**Instructions for the task:** Extract every line in the material below that contains the word "beak", copying each such line in full.

**Provided information:**
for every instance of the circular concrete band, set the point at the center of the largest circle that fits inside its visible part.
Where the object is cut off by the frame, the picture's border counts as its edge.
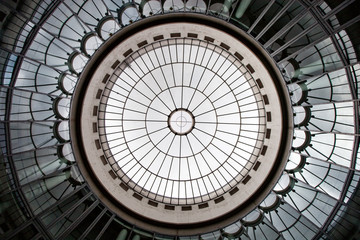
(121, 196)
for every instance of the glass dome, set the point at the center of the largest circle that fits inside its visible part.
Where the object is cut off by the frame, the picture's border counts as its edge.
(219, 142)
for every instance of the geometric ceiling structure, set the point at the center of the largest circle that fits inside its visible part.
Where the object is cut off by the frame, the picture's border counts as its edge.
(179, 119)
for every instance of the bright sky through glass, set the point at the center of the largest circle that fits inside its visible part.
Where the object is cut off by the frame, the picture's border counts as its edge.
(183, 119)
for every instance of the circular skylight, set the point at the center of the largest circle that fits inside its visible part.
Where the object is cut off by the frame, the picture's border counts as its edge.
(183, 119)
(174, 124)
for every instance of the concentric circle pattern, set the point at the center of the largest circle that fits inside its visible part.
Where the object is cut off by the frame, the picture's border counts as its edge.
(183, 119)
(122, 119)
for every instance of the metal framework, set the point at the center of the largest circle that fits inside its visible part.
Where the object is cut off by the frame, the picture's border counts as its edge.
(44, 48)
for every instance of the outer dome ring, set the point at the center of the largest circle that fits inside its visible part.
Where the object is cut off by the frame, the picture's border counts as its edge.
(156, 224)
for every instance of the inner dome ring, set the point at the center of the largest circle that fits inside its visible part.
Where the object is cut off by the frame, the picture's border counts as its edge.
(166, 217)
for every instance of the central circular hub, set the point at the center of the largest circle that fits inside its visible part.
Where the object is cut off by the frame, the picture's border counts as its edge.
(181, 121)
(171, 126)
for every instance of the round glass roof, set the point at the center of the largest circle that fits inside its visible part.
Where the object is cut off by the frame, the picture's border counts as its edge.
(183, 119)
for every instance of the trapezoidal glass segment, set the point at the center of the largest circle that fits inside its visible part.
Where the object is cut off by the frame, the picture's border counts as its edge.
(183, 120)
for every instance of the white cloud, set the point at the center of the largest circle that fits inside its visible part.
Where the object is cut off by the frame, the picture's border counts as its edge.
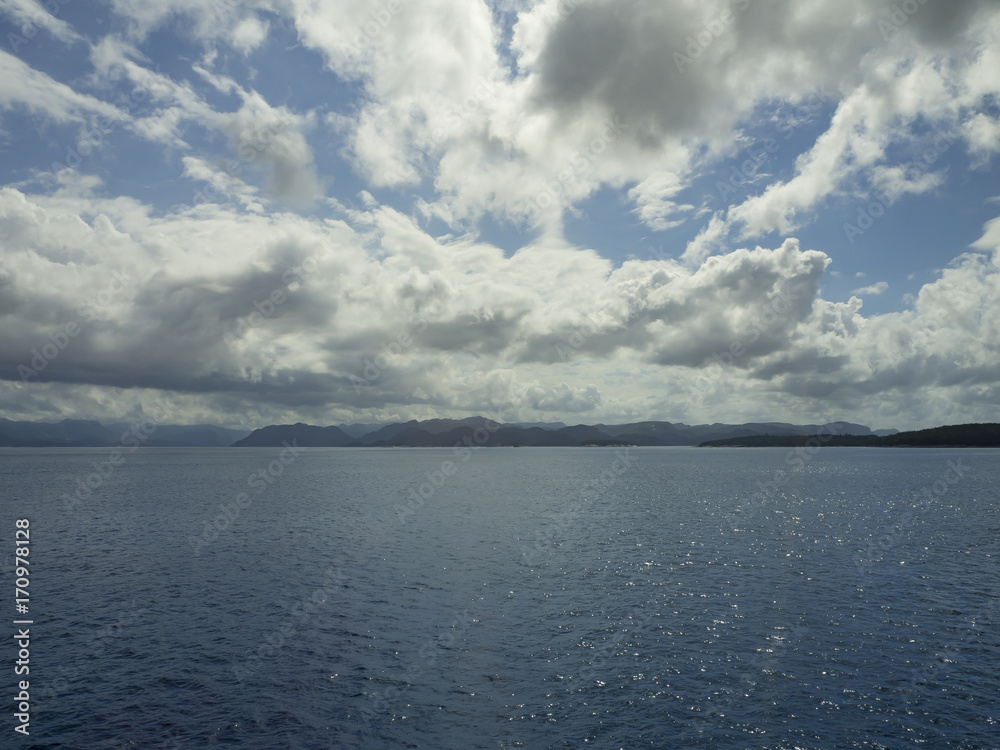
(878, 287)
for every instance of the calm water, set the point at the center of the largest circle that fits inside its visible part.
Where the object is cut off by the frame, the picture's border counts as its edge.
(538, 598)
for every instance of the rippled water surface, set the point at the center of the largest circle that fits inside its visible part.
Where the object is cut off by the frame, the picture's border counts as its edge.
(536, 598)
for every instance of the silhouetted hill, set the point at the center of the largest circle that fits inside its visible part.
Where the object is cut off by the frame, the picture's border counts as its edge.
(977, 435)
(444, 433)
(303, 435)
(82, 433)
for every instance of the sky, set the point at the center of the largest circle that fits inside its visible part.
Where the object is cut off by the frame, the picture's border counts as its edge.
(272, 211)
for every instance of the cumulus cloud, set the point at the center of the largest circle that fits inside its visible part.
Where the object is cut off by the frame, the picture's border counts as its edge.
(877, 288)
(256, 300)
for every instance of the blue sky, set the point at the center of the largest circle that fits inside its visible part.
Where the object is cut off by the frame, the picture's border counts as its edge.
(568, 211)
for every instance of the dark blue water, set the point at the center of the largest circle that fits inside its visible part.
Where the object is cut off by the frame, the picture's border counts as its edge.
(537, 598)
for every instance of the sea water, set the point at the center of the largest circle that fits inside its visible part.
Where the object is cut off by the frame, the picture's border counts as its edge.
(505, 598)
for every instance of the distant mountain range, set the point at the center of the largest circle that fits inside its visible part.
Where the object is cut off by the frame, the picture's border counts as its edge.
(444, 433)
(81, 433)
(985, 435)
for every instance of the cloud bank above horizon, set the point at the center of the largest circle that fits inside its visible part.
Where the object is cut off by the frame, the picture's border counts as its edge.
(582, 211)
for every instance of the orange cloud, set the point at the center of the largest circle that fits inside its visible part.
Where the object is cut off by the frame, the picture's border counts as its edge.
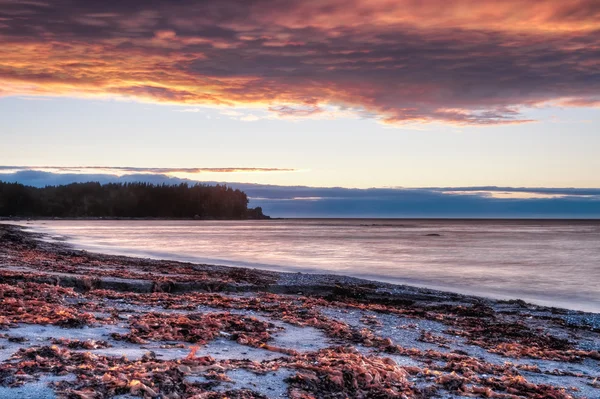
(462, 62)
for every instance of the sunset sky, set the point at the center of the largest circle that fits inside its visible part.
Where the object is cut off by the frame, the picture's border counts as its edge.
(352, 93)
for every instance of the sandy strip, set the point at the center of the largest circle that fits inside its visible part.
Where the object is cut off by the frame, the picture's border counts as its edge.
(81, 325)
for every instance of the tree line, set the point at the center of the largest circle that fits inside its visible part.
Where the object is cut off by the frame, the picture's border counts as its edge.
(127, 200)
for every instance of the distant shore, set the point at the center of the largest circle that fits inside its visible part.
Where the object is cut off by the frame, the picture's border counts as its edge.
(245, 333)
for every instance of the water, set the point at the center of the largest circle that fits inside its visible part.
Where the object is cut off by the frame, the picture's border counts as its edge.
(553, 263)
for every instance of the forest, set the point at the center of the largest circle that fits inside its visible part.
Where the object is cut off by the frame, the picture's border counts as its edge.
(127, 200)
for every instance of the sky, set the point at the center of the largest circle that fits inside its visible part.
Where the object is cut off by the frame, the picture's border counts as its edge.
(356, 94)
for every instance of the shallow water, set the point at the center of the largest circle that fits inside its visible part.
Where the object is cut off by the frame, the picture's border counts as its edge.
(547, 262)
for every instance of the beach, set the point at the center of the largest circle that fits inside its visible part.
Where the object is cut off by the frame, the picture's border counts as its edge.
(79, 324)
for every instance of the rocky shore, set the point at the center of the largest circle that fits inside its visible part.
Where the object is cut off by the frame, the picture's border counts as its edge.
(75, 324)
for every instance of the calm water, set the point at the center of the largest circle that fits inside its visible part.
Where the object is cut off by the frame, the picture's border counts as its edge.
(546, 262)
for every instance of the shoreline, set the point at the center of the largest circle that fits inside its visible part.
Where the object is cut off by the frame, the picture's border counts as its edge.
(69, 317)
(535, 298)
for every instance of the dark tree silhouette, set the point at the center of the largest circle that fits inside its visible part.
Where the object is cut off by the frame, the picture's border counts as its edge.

--

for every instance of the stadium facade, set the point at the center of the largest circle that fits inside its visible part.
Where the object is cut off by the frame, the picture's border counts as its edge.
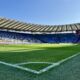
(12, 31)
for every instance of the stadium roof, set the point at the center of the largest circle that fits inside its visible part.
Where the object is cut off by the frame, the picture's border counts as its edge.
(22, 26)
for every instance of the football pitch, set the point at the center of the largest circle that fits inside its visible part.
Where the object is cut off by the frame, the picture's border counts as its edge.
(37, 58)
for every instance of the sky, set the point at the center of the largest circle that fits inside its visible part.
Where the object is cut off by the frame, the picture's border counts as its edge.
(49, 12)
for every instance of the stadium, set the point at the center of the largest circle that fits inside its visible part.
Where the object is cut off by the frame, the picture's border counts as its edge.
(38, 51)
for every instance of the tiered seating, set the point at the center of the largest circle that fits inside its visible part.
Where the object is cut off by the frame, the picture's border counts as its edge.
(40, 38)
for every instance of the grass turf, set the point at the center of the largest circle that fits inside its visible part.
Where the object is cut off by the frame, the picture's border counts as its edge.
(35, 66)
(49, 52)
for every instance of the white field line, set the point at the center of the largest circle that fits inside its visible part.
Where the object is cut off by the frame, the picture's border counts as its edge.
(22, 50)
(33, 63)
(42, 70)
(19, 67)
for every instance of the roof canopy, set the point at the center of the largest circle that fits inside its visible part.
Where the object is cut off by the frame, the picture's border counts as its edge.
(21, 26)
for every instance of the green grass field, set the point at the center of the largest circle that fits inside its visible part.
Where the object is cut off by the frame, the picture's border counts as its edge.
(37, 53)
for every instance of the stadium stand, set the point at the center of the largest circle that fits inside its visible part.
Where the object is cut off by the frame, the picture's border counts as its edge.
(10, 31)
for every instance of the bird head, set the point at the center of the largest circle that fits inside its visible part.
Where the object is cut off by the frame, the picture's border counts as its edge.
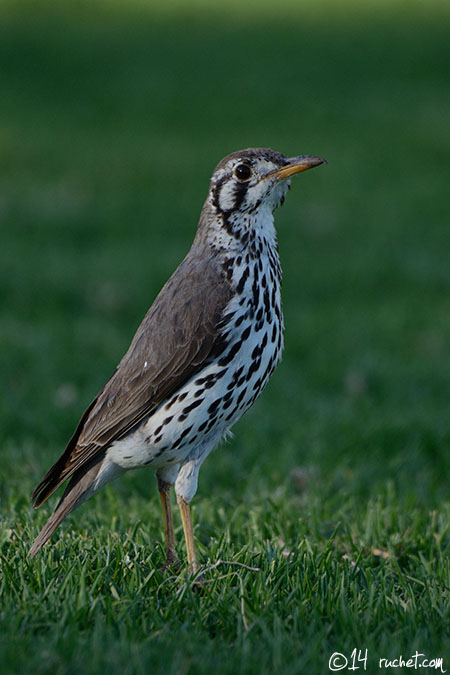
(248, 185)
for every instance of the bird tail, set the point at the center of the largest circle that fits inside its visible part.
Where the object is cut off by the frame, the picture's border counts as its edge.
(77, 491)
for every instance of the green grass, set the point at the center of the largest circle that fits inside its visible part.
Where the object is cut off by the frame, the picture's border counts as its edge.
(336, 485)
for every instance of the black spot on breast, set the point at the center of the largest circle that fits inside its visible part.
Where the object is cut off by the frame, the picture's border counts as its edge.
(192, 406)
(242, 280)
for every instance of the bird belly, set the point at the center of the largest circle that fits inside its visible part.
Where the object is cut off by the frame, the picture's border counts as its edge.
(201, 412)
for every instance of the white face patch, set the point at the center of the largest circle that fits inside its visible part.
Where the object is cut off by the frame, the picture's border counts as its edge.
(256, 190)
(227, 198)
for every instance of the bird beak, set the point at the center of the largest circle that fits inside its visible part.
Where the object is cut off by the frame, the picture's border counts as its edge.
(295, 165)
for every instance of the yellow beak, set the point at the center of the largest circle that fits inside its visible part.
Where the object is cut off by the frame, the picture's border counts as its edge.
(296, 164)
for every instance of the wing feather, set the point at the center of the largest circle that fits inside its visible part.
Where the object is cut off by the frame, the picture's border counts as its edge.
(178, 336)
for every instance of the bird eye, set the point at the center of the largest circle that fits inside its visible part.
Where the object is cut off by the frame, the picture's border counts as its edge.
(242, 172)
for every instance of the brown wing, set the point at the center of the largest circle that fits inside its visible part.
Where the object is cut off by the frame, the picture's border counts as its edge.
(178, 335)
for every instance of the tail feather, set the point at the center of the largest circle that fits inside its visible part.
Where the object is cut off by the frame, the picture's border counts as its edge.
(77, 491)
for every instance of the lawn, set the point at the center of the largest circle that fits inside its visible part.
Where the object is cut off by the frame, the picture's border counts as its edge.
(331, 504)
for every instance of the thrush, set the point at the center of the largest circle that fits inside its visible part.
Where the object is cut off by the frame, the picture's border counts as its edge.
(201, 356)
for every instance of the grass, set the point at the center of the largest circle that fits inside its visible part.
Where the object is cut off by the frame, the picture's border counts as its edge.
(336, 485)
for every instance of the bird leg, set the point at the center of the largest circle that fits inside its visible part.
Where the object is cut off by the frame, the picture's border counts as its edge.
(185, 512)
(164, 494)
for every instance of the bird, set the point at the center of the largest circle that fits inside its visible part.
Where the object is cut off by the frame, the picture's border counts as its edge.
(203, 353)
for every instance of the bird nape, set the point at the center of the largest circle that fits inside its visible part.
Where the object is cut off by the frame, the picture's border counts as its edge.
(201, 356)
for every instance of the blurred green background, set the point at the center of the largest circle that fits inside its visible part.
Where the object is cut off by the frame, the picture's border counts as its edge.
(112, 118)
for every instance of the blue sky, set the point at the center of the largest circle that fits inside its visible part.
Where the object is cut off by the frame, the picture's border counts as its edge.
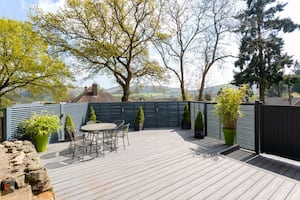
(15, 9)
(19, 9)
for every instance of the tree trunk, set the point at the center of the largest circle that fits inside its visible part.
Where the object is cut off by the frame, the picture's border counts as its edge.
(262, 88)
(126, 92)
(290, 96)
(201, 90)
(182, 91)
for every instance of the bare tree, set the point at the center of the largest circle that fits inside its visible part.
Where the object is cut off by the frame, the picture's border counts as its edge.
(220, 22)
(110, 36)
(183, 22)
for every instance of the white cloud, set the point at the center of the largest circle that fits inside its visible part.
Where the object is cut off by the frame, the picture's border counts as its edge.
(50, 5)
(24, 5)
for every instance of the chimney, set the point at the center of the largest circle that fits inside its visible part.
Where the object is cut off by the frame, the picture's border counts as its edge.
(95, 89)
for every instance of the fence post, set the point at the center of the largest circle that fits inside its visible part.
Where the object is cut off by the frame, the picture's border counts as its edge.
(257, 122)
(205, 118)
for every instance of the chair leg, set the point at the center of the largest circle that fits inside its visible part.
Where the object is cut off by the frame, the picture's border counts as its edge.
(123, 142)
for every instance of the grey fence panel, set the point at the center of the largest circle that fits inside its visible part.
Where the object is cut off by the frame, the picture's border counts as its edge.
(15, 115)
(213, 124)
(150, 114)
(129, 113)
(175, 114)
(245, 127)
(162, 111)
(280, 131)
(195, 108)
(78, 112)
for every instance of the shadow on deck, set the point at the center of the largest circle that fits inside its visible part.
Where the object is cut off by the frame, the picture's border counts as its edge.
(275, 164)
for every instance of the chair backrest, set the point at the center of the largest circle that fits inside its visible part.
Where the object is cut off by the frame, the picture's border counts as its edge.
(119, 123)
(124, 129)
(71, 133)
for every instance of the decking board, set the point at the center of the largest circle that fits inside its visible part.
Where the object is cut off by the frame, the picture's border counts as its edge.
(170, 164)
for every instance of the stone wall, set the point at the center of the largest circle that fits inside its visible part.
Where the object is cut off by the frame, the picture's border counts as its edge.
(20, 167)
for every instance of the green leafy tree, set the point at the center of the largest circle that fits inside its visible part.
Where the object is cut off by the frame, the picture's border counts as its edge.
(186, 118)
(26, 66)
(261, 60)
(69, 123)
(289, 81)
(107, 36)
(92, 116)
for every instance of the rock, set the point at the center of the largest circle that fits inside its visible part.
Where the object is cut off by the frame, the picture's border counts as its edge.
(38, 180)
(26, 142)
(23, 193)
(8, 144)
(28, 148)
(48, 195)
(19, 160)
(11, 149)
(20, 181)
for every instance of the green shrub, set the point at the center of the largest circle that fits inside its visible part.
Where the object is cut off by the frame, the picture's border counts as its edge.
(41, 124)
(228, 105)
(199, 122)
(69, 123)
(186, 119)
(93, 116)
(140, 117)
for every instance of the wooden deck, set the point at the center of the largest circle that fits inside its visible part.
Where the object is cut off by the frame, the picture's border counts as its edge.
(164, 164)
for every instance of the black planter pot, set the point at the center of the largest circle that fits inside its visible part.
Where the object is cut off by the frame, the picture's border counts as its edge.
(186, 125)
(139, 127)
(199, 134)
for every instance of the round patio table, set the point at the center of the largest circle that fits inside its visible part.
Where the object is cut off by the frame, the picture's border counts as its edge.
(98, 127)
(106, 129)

**Solution to this task:**
for every instance of the bird beak, set the point at the center of the largest circle that fits inside its visible part.
for every instance of the yellow beak, set the point at the center of the largest circle that fits inside its visible part.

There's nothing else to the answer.